## [Description of the task]
Reproduce the passage on doorknob authentication word for word, starting at "To examine the" and ending at "overall authentication accuracy.".

## [Quoted text]
□ □ □

To examine the idea of our authentication method, we asked participants to design their own opening gestures and perform them for data collection. With these data, we examined the performance of our authentication method. The results showed resistance to imitation by attackers. The contributions of our work can be summarized as follows:

  • We analyzed user-defined opening gestures to elicit common features, finding Code-Length, Number-of-Fingers, and Finger-Identity to be the most preferred.

  • The user and nonuser performance showed that there may be a trade-off between imitation resistance and overall authentication accuracy.

  • Opening gestures were found to be feasible for interaction, and were an efficient, accurate, and private authentication technique for the doorknob.

2 Related Research

Currently, widely commercialized products adopt two major authentication methods: code- and biometric-based, which are simple to use and can achieve high authentication performance. To improve the performance of authentication, researchers have proposed leveraging a wider range of features [10, 13, 22]. For example, capacitance can identify users based on their hand shapes on touch screens [9], while bioimpedance differences across users’ forearms have been explored [7]. Pressure sensors have been utilized to recognize users based on their touch force on an object [15, 16]. Another approach recognizes users by extracting their motion characteristics with an inertial measurement unit (IMU) [5, 12, 17]. Since these sensors are inexpensive compared to sensors used for fingerprint, face, or iris recognition [3, 4, 6], we combine these sensors to achieve more robust and inexpensive authentication. In this section, we mainly reviewed authentication methods leveraging capacitive sensing, pressure sensing, and IMU sensing.

□ □ □

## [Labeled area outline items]
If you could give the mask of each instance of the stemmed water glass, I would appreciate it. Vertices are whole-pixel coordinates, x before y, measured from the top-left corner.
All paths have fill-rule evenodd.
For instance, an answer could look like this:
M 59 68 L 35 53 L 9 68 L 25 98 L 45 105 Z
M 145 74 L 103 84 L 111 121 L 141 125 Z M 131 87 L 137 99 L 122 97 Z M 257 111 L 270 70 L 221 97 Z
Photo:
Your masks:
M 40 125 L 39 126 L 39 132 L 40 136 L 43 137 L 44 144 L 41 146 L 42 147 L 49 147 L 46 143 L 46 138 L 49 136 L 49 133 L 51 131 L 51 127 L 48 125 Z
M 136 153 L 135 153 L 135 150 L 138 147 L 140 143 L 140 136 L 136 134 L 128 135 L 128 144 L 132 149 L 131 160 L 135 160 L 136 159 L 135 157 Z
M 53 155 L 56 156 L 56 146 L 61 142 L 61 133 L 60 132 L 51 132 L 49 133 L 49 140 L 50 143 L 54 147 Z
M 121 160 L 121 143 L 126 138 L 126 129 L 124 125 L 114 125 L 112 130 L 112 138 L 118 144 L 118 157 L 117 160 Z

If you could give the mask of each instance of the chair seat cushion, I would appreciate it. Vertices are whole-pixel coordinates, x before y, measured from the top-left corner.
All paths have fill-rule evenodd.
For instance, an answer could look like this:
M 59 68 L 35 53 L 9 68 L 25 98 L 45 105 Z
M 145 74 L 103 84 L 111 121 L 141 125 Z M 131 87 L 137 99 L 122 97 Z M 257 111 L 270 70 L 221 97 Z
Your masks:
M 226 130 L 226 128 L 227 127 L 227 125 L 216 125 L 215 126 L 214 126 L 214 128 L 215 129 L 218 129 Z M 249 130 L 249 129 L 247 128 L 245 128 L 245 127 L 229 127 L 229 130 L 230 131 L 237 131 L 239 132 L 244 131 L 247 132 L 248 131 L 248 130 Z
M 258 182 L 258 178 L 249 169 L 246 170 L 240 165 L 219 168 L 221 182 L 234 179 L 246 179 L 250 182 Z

□ □ □

## [Full answer]
To examine the idea of our authentication method, we asked participants to design their own opening gestures and perform them for data collection. With these data, we examined the performance of our authentication method. The results showed resistance to imitation by attackers. The contributions of our work can be summarized as follows:

  • We analyzed user-defined opening gestures to elicit common features, finding Code-Length, Number-of-Fingers, and Finger-Identity to be the most preferred.

  • The user and nonuser performance showed that there may be a trade-off between imitation resistance and overall authentication accuracy.